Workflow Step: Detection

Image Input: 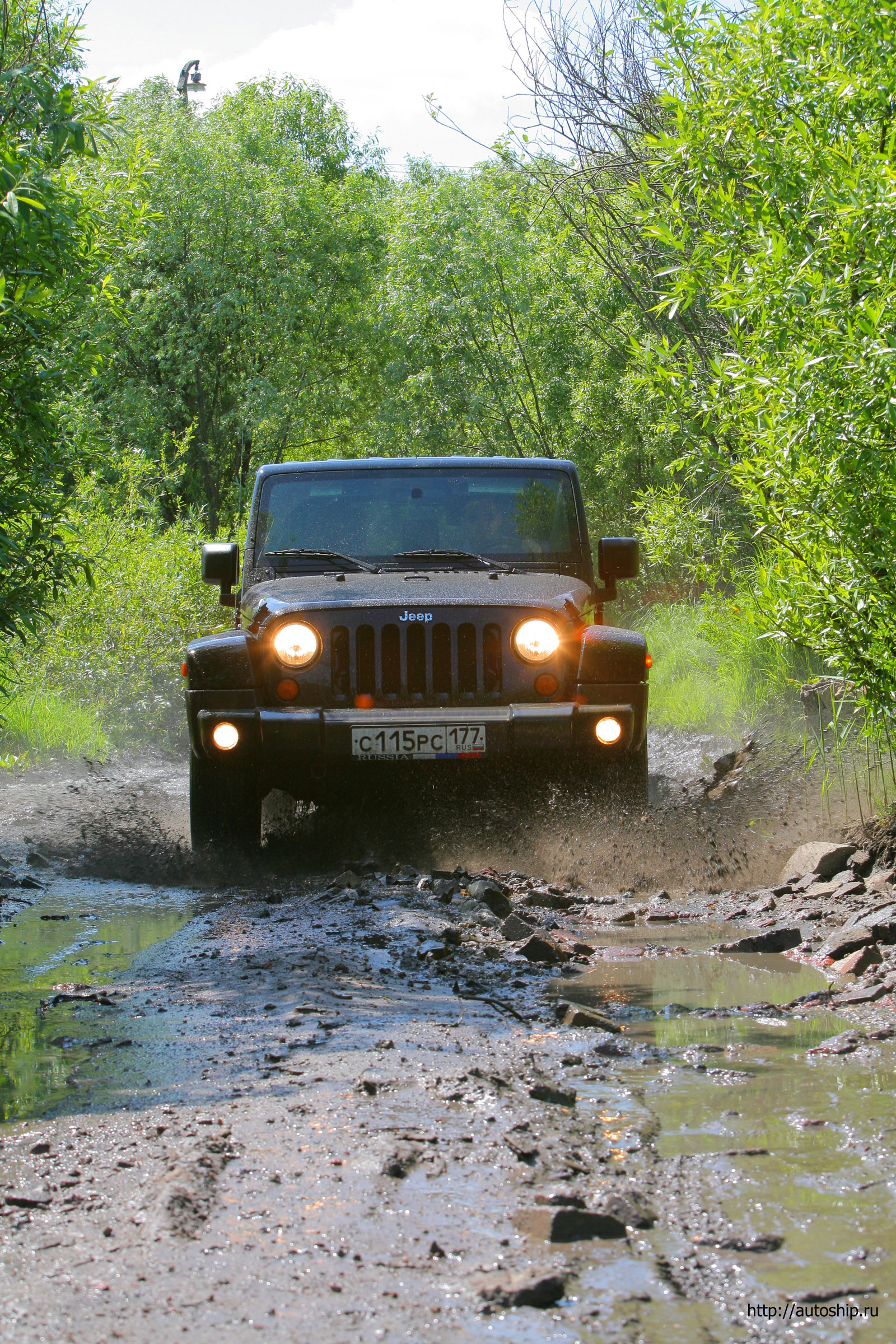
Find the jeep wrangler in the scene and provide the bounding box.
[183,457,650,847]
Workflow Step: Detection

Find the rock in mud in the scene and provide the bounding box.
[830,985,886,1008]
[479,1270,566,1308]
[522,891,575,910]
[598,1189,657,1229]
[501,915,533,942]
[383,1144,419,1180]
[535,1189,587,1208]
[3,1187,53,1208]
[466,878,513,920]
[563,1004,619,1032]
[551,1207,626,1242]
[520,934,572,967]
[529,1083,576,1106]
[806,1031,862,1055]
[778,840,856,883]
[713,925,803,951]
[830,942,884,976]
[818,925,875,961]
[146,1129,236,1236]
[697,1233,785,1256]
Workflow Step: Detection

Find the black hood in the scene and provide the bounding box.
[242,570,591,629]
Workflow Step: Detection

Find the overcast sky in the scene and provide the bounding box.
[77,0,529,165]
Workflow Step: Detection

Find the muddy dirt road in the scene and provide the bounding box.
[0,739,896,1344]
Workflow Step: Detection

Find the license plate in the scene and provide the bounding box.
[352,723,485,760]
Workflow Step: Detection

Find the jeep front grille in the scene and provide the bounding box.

★ ★ ★ ★ ★

Rewrite all the lines of the entries above, requests included, multiplying each bounding box coordinate in the answers by 2.15 and rounding to whole numbers, with halves rounded up. Leave the picture out of your answer.

◆ ANSWER TO THE PROBLEM ◆
Workflow Step: Detection

Image Input: 
Find the jeep wrangler in the scene and provide the bounding box.
[393,983,1398,1821]
Workflow Step: Detection

Find the rock in mud in the scene and provide the bounding box.
[1785,2118,1905,2167]
[1030,2731,1217,2812]
[1122,1916,1236,1957]
[1286,2556,1413,2642]
[1077,1967,1146,2025]
[823,2460,901,2537]
[1150,2556,1262,2597]
[6,2552,114,2597]
[1002,1888,1103,1978]
[1210,2159,1331,2219]
[1185,2595,1346,2670]
[1118,2008,1230,2079]
[1137,2328,1238,2378]
[1733,2217,1853,2268]
[1673,1806,1840,1898]
[1533,1989,1726,2045]
[1785,2025,1901,2098]
[1759,1989,1881,2066]
[314,2427,507,2657]
[1499,2651,1688,2700]
Workflow Step: Detection

Find the black hood in the scene and provide the bounding box.
[520,1226,1271,1352]
Workflow Step: Detection

Find the overcast sky in the scene and provide the bounding box.
[166,0,1137,355]
Workflow Step: Detection

Find the muddy dirt road in the scene and provide the bounding box.
[0,1589,1926,2890]
Workflow Step: Detection

Find the license plate in the scene and provide the bounding box.
[757,1554,1043,1634]
Workflow Step: Detection

Find the jeep front grille in the scene and provide the bounding box.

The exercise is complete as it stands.